> PROBLEM DETAILS
Rewrite the records below as a numbered list, omitting any blank lines.

[Stored records]

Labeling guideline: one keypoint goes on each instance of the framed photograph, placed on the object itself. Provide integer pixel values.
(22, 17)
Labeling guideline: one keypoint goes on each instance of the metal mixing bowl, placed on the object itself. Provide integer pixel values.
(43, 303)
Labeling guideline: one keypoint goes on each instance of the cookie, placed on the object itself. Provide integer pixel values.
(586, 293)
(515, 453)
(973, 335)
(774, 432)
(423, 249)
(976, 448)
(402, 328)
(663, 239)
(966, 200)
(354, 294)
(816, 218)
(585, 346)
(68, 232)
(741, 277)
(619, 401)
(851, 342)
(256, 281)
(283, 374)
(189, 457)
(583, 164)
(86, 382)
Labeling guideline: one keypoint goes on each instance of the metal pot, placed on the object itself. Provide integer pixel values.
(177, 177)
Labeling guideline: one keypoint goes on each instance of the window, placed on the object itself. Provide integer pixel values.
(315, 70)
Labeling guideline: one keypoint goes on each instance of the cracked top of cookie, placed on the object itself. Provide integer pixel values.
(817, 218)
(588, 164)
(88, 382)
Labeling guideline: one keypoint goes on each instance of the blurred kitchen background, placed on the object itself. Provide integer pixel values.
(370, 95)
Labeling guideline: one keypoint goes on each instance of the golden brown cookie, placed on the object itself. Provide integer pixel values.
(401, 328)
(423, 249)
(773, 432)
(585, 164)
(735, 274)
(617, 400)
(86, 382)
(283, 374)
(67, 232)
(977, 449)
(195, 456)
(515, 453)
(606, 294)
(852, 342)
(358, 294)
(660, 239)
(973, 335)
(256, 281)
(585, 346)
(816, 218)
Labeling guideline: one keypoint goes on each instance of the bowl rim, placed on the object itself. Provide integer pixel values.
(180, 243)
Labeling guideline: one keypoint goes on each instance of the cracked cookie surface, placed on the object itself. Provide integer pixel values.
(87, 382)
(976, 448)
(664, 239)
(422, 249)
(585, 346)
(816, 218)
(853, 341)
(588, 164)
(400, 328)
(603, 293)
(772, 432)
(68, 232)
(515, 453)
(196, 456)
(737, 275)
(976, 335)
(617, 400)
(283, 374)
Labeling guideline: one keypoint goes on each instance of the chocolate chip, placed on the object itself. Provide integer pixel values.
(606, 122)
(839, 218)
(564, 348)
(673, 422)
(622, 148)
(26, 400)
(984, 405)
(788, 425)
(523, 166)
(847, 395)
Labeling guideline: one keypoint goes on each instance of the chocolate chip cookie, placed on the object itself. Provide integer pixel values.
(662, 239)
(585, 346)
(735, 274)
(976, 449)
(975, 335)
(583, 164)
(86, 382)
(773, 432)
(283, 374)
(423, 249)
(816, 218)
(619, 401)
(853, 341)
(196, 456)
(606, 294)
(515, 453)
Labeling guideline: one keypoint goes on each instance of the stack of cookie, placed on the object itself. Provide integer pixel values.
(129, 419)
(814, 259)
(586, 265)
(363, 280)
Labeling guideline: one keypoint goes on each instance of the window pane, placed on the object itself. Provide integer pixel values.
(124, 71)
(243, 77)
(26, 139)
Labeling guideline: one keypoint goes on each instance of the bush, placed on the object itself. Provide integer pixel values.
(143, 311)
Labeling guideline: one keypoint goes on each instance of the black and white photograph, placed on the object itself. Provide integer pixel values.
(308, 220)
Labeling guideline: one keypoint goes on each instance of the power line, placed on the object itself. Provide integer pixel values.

> SOLUTION
1. Labeling guideline: one keypoint goes on each instance of the framed photograph, placed on the object itself. Provide integer pixel values.
2. (22, 17)
3. Labeling guideline: one keypoint goes on each instance of the metal mixing bowl, placed on the object itself. Provide integer pixel values.
4. (43, 303)
5. Labeling guideline: one keypoint goes on each instance of the cookie, placed on the object itself. Provide integer pixel values.
6. (586, 293)
7. (515, 453)
8. (973, 335)
9. (774, 432)
10. (423, 249)
11. (976, 448)
12. (402, 328)
13. (663, 239)
14. (966, 200)
15. (354, 294)
16. (816, 218)
17. (585, 346)
18. (68, 232)
19. (741, 277)
20. (619, 401)
21. (851, 342)
22. (256, 281)
23. (283, 374)
24. (189, 457)
25. (583, 164)
26. (86, 382)
27. Labeling guideline: one keypoint goes on each instance of the metal pot, placed on the object itself. Provide integer pixel values.
28. (177, 177)
29. Labeling guideline: one keypoint goes on each instance of the window, placed on the object itself. Provide integer pixel values.
30. (315, 70)
31. Labeling guideline: one keypoint goes on each instance of the cracked top of cookie, placed on the object itself. Provide integer pixel values.
32. (817, 218)
33. (588, 164)
34. (88, 382)
35. Labeling guideline: one keypoint goes on each instance of the blurred kitchen background, placed on the object itself. Provide integer pixel values.
36. (370, 95)
37. Labeling guideline: one keypoint goes on each instance of the golden brown cookie, placed on the object itself. Provide integer pixel values.
38. (401, 328)
39. (423, 249)
40. (773, 432)
41. (585, 164)
42. (735, 274)
43. (617, 400)
44. (86, 382)
45. (283, 374)
46. (67, 232)
47. (977, 449)
48. (195, 456)
49. (515, 453)
50. (606, 294)
51. (852, 342)
52. (358, 294)
53. (660, 239)
54. (973, 335)
55. (256, 281)
56. (585, 346)
57. (816, 218)
58. Labeling guideline: one keypoint goes on each instance of the bowl rim, placed on the object itself. Provide integer pixel values.
59. (180, 243)
60. Labeling guideline: one keypoint goes on each instance of the cracked cookie surface, placed on the object itself. Provide integer pixel values.
61. (87, 382)
62. (976, 448)
63. (664, 239)
64. (422, 249)
65. (585, 346)
66. (816, 218)
67. (853, 341)
68. (588, 164)
69. (400, 328)
70. (603, 293)
71. (772, 432)
72. (68, 232)
73. (515, 453)
74. (196, 456)
75. (737, 275)
76. (976, 335)
77. (617, 400)
78. (283, 374)
79. Labeling guideline: one keypoint goes on each instance of the chocolate chip, placed on the object itself. Provide integer pixel values.
80. (606, 122)
81. (839, 218)
82. (564, 348)
83. (673, 422)
84. (622, 148)
85. (26, 400)
86. (984, 405)
87. (788, 425)
88. (523, 166)
89. (847, 395)
90. Labeling guideline: one keypoint goes on each instance of the chocolate chip cookie, placed on the object itself. Provide integer pixel values.
91. (662, 239)
92. (585, 346)
93. (735, 274)
94. (976, 449)
95. (975, 335)
96. (583, 164)
97. (86, 382)
98. (773, 432)
99. (283, 374)
100. (423, 249)
101. (816, 218)
102. (619, 401)
103. (853, 341)
104. (196, 456)
105. (606, 294)
106. (515, 453)
107. Labeling guideline: one keypoint goes on each instance of the stack of cookie, placed on the object itself. Provide integer pixel values.
108. (129, 419)
109. (814, 259)
110. (586, 265)
111. (363, 280)
112. Labeling guideline: one keypoint goes on each instance of the window pane, placed on the object itself. Provide integer pixel values.
113. (124, 71)
114. (243, 77)
115. (26, 139)
116. Labeling guideline: one keypoint goes on each instance of the bush, placed on the object itself. Provide integer pixel values.
117. (143, 311)
118. Labeling guideline: one keypoint goes on each instance of the black and white photograph, placed on the object itself. Provide integer pixel values.
119. (308, 220)
120. Labeling guideline: one keypoint goes on each instance of the power line, placed on the object itself. Provide integer pixel values.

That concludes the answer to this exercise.